▶ [WHAT TO WORK ON]
Below is a set of entries. Print the line that contains "i gotta find the wooden frame." and every later line word for word, through the final one.

▶ [GIVEN RECORDS]

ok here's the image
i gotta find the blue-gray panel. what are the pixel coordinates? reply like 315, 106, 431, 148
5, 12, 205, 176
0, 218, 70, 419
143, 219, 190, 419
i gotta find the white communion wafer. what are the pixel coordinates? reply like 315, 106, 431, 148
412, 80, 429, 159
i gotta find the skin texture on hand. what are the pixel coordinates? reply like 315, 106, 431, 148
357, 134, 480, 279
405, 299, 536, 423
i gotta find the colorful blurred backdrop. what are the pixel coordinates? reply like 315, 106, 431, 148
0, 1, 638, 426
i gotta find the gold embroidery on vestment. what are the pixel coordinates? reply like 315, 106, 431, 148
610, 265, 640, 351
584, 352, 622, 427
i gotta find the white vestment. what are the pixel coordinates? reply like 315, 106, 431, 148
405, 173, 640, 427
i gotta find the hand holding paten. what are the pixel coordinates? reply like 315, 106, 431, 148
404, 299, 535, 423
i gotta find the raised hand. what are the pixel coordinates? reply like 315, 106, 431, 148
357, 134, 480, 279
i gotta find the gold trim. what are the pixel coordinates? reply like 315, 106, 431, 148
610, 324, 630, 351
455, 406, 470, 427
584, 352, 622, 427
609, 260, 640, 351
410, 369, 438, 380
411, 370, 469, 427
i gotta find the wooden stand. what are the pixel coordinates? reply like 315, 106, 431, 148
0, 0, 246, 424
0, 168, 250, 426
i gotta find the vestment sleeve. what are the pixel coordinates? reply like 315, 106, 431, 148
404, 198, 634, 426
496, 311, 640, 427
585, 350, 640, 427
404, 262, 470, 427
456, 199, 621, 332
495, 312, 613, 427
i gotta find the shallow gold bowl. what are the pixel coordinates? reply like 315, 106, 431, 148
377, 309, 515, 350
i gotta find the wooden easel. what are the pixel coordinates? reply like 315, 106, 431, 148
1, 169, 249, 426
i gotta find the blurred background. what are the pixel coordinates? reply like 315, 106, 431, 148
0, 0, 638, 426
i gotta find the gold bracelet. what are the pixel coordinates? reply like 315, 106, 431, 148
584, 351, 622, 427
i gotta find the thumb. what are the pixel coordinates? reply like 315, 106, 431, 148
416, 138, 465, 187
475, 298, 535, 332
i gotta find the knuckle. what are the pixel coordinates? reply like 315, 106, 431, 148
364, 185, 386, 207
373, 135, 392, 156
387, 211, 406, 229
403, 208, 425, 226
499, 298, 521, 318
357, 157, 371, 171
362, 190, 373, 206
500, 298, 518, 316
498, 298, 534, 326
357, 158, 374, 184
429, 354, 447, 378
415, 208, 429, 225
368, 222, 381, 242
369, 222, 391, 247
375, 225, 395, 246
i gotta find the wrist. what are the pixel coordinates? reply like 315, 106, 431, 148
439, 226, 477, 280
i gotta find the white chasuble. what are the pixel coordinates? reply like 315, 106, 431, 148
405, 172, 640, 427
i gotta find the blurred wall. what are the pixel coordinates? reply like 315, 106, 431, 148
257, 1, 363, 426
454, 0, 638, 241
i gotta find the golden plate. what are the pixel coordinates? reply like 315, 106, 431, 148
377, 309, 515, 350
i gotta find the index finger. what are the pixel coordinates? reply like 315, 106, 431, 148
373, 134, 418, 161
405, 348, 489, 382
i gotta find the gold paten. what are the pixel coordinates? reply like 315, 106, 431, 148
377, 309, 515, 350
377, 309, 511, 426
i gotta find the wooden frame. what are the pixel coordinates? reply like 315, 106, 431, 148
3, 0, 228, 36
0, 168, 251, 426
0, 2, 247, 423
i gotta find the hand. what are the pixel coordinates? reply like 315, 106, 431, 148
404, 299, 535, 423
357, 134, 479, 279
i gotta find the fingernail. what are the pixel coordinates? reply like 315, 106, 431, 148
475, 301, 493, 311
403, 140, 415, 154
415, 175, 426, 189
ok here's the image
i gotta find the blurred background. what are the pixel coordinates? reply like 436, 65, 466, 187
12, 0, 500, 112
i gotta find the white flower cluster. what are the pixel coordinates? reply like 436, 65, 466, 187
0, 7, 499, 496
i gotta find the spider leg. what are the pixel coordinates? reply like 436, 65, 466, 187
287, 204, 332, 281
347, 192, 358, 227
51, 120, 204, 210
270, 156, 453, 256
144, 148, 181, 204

▶ [PROBLEM SOLUTION]
i gotta find the wooden frame. what are the pixel coordinates? reply like 315, 106, 431, 148
3, 0, 228, 36
0, 168, 251, 426
0, 2, 247, 423
i gotta find the hand. what are the pixel coordinates? reply like 315, 106, 431, 148
404, 299, 535, 423
357, 134, 479, 279
i gotta find the fingernail. what are the pixel coordinates? reply like 315, 106, 431, 148
475, 301, 493, 311
403, 140, 415, 154
415, 175, 426, 189
ok here's the image
i gotta find the blurred background. what are the pixel coordinates? reply like 436, 65, 466, 187
12, 0, 500, 112
i gotta find the white flower cluster. what are the pixel coordinates? reply like 436, 65, 466, 187
0, 7, 499, 496
i gotta find the spider leg. what are the pixel coordinates? reply like 436, 65, 466, 187
287, 204, 332, 281
347, 192, 358, 227
51, 120, 204, 210
270, 156, 453, 256
144, 148, 181, 204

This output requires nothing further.